■ SUPPLIED PASSAGE ■
────────────────────

Summertime

Labor Day 2010
I had my son's daughters over this weekend to help clean off the back porch. Well, I didn't have them over just to work but they actually liked scrubbing the lawn furniture and washing the dirt and pollen off the floor. 

It made me remember Mama spraying the front porch with water from a rubber hose trying to cool the house down. I loved the cold water running over my bare feet. I remember her hair in pin curls and wrapped in a chiffon scarf with the cuffs of her shorts rolled up into short shorts.

The library used to be in the Court House downtown. Mama would let me and my brother walk to the library to get an armful of books to read every week. It was always shady and cool as we cut across Filmore Street. The library was cool too but I don't know if it was because it was air conditioned or just because it was in the basement. Mama would have us get her an Earle Stanley Gardner, Victoria Holt, or Phyllis Whitney book. If I brought one home that she had already read, she would say, "I'll just read it again."

────────────────────

■ GIVEN INFORMATION ■
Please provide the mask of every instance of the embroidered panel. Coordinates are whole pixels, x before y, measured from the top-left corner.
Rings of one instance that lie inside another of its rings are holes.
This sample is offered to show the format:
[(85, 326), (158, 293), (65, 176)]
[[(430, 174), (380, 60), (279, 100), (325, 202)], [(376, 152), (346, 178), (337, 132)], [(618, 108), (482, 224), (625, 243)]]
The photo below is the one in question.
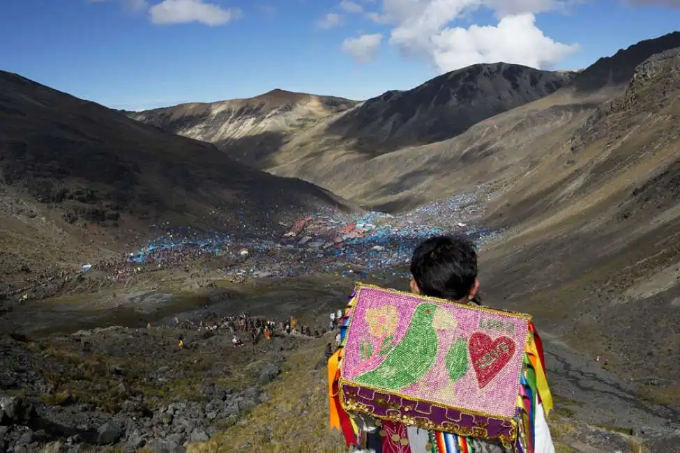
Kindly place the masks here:
[(529, 315), (363, 285), (353, 304), (340, 364), (346, 410), (514, 439)]

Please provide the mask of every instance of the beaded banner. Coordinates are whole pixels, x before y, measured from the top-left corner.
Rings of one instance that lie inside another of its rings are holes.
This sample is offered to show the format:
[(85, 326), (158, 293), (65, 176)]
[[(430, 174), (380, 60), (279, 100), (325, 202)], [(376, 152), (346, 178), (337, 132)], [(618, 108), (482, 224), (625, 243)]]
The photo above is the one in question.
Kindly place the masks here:
[(360, 285), (340, 363), (340, 403), (462, 436), (517, 436), (531, 316)]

────────────────────

■ TASK INSTRUCTIONS ■
a: In the summertime post, which street did the narrator and the narrator's brother cut across on the way to the library?
b: Repeat a part of the summertime post word for word, beginning at the words "It made me remember" and stopping after "into short shorts.".

■ SOLUTION LIST ■
a: Filmore Street

b:
It made me remember Mama spraying the front porch with water from a rubber hose trying to cool the house down. I loved the cold water running over my bare feet. I remember her hair in pin curls and wrapped in a chiffon scarf with the cuffs of her shorts rolled up into short shorts.